Exercise aim:
In the data below, can you give the lines from the one with "Task: point out the long" up to and including the one with "[[286, 316], [226, 352]]" as a Markdown table with the columns "Index" and "Entry", numbering each row and leaving out any blank lines?

>> START Data records

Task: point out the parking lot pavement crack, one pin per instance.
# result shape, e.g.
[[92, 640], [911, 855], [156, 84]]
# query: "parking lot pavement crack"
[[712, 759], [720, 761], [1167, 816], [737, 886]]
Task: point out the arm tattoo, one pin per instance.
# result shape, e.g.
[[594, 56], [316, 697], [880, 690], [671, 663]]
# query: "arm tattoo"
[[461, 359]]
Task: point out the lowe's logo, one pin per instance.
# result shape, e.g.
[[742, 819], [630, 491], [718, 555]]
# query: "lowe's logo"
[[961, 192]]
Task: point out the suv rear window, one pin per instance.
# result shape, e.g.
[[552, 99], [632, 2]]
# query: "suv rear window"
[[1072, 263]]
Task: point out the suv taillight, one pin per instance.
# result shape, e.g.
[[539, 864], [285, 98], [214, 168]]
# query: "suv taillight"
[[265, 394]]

>> END Data records
>> START Data records

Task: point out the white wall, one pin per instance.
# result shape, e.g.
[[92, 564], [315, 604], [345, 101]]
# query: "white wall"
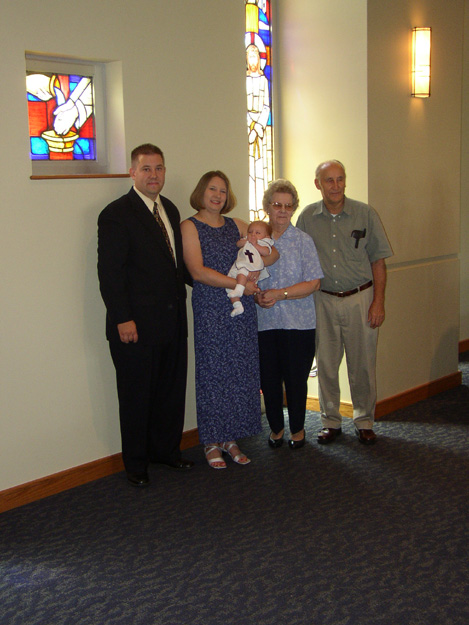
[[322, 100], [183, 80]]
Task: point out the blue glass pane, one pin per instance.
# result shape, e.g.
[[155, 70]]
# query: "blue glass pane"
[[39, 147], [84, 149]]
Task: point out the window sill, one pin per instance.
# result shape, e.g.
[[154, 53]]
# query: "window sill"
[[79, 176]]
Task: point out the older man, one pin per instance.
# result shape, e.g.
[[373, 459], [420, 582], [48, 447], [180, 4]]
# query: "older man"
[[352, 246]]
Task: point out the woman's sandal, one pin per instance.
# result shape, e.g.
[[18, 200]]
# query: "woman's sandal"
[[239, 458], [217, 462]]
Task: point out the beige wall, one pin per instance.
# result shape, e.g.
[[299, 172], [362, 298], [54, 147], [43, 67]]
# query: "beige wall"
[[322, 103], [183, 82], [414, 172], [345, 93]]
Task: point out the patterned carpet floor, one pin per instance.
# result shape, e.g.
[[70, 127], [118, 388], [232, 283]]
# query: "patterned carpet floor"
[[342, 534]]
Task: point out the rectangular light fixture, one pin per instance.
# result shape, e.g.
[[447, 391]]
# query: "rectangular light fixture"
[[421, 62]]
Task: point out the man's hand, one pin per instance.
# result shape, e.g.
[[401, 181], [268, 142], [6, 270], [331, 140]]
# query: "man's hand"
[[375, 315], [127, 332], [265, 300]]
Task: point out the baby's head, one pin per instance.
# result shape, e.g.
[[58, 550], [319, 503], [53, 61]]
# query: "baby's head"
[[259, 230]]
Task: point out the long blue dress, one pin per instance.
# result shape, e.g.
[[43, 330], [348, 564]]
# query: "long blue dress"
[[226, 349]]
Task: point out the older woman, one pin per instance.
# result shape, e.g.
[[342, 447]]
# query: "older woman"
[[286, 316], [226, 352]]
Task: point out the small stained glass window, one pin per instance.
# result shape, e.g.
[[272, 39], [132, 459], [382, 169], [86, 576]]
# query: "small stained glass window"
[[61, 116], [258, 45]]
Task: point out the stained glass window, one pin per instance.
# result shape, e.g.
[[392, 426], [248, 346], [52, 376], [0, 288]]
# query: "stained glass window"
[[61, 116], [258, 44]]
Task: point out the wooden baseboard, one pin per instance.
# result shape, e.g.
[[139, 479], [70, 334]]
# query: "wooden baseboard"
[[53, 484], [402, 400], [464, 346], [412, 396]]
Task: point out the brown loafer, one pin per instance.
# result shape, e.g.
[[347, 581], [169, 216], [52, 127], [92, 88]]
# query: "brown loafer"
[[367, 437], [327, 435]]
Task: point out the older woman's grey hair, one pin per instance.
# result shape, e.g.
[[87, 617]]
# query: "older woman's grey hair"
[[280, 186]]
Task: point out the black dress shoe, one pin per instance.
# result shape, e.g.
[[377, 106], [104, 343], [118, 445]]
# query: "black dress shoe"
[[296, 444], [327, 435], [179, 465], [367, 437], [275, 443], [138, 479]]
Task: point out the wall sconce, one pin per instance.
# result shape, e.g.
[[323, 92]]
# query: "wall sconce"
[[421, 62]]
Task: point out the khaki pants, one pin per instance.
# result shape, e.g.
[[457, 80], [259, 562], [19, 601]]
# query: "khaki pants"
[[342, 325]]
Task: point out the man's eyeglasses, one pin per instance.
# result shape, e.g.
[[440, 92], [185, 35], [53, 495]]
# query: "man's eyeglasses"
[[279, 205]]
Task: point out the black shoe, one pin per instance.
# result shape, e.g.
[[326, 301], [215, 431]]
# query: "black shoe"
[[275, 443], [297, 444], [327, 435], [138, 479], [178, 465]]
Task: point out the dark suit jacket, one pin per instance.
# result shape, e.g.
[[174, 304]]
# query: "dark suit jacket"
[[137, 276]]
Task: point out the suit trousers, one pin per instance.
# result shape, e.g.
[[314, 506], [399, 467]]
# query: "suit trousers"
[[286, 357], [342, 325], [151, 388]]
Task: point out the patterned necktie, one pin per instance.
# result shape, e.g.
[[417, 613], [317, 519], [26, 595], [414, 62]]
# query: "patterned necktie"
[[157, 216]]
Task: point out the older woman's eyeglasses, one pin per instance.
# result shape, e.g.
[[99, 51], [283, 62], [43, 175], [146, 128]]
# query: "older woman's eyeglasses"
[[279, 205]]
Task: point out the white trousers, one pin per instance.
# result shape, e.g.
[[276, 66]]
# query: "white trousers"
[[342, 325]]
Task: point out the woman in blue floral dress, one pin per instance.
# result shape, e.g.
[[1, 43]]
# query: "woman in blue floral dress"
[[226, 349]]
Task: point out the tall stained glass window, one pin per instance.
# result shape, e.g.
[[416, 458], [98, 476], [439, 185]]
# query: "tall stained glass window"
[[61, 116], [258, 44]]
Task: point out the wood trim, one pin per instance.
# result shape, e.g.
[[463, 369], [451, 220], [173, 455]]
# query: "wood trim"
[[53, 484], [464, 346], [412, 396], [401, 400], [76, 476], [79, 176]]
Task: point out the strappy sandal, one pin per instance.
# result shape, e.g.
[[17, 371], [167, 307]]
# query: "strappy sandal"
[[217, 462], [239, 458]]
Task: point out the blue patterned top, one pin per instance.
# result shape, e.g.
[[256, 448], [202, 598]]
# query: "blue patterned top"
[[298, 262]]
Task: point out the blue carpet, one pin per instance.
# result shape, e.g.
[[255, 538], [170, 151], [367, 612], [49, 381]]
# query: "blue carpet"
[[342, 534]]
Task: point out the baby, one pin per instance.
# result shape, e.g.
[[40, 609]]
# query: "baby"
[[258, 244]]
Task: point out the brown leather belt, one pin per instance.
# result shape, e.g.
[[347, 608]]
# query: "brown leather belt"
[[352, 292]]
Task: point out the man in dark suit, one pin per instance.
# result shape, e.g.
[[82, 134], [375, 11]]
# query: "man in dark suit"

>> END Data records
>> START Data records

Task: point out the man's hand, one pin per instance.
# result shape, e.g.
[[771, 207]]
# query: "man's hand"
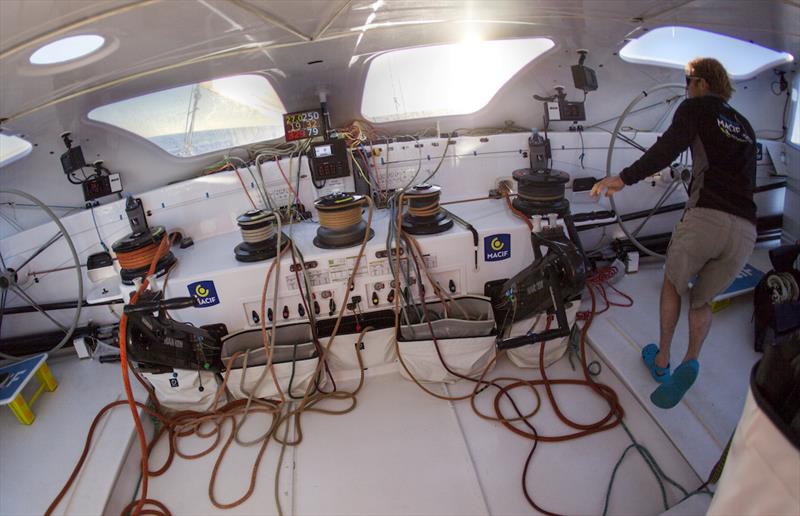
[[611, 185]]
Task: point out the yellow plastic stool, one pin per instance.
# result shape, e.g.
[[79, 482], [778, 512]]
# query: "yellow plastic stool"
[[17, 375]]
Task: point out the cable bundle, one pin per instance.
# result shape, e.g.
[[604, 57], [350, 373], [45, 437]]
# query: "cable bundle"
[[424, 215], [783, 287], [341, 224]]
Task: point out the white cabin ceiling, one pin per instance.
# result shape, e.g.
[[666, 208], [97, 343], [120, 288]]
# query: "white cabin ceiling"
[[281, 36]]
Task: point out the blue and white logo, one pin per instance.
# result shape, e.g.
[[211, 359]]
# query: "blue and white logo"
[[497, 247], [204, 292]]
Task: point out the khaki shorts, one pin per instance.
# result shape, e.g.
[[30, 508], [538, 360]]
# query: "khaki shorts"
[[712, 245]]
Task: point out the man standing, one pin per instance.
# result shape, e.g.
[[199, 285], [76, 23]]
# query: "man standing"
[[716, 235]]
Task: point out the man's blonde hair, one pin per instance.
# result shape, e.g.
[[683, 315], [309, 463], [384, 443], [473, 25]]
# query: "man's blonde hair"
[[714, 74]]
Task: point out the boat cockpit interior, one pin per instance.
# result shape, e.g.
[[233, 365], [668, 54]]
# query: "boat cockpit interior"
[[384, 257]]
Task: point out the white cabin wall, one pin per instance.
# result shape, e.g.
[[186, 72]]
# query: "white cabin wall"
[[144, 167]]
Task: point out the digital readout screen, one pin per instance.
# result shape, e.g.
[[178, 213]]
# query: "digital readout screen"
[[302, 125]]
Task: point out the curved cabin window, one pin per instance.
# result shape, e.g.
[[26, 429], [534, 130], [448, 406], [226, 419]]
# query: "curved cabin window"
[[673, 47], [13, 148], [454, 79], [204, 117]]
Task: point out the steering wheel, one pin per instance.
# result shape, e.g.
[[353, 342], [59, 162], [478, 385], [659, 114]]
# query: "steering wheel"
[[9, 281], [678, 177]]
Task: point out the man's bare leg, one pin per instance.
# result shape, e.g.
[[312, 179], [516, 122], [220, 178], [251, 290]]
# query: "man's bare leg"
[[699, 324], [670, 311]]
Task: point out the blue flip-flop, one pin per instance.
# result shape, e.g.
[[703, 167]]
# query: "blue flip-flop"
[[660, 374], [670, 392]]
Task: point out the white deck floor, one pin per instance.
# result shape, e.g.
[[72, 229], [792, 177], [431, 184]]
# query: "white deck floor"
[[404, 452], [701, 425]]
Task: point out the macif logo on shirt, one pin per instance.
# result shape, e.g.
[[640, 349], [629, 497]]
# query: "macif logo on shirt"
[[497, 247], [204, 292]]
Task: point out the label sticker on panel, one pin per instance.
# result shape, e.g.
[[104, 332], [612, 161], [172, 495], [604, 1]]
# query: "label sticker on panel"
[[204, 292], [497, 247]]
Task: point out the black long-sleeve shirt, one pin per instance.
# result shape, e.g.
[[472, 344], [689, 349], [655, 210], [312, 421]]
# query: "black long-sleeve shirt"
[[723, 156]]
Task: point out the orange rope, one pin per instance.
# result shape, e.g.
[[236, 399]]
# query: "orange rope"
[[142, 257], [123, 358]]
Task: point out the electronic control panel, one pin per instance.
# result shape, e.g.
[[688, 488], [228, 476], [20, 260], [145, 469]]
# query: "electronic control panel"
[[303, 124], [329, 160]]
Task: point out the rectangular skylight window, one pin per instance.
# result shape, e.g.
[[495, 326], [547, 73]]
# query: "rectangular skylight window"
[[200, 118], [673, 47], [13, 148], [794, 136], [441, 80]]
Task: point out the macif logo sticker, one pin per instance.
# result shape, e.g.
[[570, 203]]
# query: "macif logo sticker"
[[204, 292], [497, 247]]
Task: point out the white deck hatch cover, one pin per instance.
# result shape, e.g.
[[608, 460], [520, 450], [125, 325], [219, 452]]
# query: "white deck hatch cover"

>> END Data records

Worked answer:
| Index | Entry |
|---|---|
| 1 | Task: point out the long blue dress, one pin per instance. |
| 2 | # result shape, e.g. |
| 3 | [[43, 330], [348, 564]] |
| 4 | # query: "long blue dress" |
| 5 | [[226, 349]] |
| 6 | Task: point out the older woman, one pin per instance. |
| 7 | # result shape, e.g. |
| 8 | [[342, 447]] |
| 9 | # query: "older woman" |
| 10 | [[286, 316], [226, 352]] |